**What you will do:**
Pick out each line in the records below that contains the word "bush", and copy those lines in full.

**Source material:**
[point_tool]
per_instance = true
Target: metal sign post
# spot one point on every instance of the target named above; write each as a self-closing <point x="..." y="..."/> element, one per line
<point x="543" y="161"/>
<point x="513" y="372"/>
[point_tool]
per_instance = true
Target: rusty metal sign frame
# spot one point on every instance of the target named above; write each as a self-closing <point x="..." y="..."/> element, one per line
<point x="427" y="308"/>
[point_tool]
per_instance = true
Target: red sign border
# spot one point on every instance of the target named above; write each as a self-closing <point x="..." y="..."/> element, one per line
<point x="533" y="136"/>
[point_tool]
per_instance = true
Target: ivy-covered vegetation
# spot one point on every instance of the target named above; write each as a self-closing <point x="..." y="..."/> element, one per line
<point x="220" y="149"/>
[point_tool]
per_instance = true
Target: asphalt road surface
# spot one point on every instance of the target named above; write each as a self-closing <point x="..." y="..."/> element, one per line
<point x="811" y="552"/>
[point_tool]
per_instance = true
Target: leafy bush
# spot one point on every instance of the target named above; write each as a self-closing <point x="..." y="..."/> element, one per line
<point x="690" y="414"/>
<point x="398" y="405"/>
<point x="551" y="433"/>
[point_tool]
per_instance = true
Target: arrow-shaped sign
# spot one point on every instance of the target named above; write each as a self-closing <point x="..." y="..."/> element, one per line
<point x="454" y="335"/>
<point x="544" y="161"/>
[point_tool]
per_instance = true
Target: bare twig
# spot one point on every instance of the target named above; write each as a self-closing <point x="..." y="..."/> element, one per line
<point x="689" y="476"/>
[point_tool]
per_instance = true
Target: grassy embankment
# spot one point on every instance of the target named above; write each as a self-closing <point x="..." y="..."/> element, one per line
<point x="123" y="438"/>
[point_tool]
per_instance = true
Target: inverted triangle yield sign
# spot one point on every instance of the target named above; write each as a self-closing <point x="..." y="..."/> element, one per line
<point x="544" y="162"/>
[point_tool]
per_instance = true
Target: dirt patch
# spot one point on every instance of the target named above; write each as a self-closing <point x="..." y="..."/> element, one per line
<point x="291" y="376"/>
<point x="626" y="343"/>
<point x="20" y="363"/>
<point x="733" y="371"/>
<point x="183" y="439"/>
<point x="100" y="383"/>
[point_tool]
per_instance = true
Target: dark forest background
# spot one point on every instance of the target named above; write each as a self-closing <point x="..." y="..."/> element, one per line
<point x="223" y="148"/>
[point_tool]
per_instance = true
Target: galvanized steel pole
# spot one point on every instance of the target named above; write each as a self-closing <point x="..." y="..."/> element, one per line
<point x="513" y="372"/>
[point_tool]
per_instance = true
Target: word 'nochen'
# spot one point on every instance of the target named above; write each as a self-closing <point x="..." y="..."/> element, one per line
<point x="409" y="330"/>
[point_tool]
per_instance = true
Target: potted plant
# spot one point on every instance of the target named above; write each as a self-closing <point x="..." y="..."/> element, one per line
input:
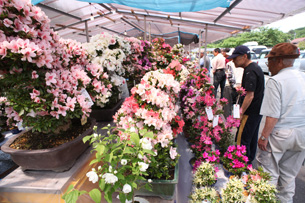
<point x="233" y="192"/>
<point x="260" y="190"/>
<point x="109" y="52"/>
<point x="235" y="160"/>
<point x="123" y="166"/>
<point x="205" y="175"/>
<point x="211" y="157"/>
<point x="45" y="87"/>
<point x="204" y="194"/>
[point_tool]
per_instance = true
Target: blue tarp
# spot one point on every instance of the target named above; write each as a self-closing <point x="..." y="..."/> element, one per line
<point x="34" y="2"/>
<point x="169" y="5"/>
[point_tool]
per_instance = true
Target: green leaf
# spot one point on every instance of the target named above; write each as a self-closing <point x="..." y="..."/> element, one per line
<point x="85" y="139"/>
<point x="96" y="195"/>
<point x="134" y="185"/>
<point x="93" y="161"/>
<point x="129" y="150"/>
<point x="149" y="152"/>
<point x="120" y="176"/>
<point x="135" y="138"/>
<point x="143" y="131"/>
<point x="72" y="197"/>
<point x="100" y="149"/>
<point x="102" y="184"/>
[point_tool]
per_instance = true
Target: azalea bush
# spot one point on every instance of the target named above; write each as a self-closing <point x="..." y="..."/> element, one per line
<point x="204" y="194"/>
<point x="234" y="192"/>
<point x="205" y="175"/>
<point x="44" y="87"/>
<point x="207" y="156"/>
<point x="197" y="95"/>
<point x="139" y="61"/>
<point x="260" y="190"/>
<point x="100" y="88"/>
<point x="109" y="52"/>
<point x="152" y="106"/>
<point x="235" y="159"/>
<point x="124" y="165"/>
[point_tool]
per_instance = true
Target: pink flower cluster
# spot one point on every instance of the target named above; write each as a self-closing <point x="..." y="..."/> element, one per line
<point x="52" y="73"/>
<point x="139" y="61"/>
<point x="235" y="160"/>
<point x="152" y="106"/>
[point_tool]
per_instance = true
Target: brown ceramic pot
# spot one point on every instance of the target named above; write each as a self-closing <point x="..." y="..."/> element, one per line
<point x="56" y="159"/>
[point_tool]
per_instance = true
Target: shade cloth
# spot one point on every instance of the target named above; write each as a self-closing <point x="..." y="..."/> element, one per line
<point x="169" y="5"/>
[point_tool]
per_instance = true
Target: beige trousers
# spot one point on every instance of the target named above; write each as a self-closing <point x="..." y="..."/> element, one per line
<point x="283" y="160"/>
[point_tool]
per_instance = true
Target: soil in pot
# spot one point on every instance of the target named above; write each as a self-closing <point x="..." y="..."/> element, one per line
<point x="37" y="140"/>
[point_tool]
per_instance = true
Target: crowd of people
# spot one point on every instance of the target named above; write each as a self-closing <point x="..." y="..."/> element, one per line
<point x="280" y="148"/>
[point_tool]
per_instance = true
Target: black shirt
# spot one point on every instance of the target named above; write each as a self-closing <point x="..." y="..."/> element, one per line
<point x="254" y="81"/>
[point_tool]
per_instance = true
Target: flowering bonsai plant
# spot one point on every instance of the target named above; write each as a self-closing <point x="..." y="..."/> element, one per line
<point x="260" y="190"/>
<point x="124" y="164"/>
<point x="204" y="194"/>
<point x="109" y="51"/>
<point x="43" y="86"/>
<point x="152" y="107"/>
<point x="139" y="62"/>
<point x="235" y="160"/>
<point x="211" y="157"/>
<point x="205" y="175"/>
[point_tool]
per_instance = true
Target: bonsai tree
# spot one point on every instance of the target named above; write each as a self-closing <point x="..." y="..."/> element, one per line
<point x="44" y="87"/>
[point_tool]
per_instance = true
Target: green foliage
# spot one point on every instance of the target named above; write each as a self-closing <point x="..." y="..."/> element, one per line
<point x="301" y="45"/>
<point x="297" y="33"/>
<point x="264" y="36"/>
<point x="122" y="167"/>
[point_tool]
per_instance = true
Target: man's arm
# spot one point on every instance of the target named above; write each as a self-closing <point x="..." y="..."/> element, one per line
<point x="269" y="125"/>
<point x="246" y="103"/>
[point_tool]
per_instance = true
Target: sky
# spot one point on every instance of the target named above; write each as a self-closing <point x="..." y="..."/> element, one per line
<point x="289" y="23"/>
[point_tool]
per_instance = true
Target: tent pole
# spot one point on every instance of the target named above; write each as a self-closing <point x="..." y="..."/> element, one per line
<point x="205" y="48"/>
<point x="149" y="32"/>
<point x="145" y="28"/>
<point x="199" y="47"/>
<point x="87" y="33"/>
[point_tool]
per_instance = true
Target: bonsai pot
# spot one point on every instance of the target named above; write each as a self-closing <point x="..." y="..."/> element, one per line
<point x="160" y="188"/>
<point x="56" y="159"/>
<point x="105" y="114"/>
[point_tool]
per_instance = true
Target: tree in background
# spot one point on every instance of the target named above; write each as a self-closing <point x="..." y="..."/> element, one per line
<point x="297" y="33"/>
<point x="264" y="36"/>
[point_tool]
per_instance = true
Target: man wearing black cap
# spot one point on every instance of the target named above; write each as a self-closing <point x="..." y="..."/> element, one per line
<point x="282" y="143"/>
<point x="254" y="83"/>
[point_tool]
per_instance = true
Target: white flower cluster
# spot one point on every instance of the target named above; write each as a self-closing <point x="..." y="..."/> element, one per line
<point x="204" y="194"/>
<point x="234" y="191"/>
<point x="109" y="51"/>
<point x="205" y="175"/>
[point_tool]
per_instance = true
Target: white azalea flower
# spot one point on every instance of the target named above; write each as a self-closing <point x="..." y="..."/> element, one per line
<point x="93" y="177"/>
<point x="146" y="144"/>
<point x="127" y="188"/>
<point x="110" y="178"/>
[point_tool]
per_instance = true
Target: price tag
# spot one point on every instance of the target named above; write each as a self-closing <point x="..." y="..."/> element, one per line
<point x="209" y="112"/>
<point x="86" y="94"/>
<point x="236" y="112"/>
<point x="215" y="120"/>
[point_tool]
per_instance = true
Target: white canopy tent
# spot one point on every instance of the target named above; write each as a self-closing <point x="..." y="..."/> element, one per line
<point x="71" y="19"/>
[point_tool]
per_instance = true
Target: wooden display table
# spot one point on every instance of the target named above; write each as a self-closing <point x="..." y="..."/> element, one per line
<point x="45" y="186"/>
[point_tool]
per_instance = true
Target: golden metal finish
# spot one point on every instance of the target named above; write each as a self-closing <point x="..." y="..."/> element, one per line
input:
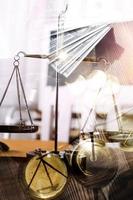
<point x="47" y="183"/>
<point x="125" y="139"/>
<point x="93" y="163"/>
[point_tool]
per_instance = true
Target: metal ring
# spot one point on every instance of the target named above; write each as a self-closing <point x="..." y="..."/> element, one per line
<point x="16" y="57"/>
<point x="16" y="63"/>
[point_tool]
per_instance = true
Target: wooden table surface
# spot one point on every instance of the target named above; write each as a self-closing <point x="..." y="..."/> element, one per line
<point x="19" y="148"/>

**Answer:**
Target: leafy bush
Target: azalea bush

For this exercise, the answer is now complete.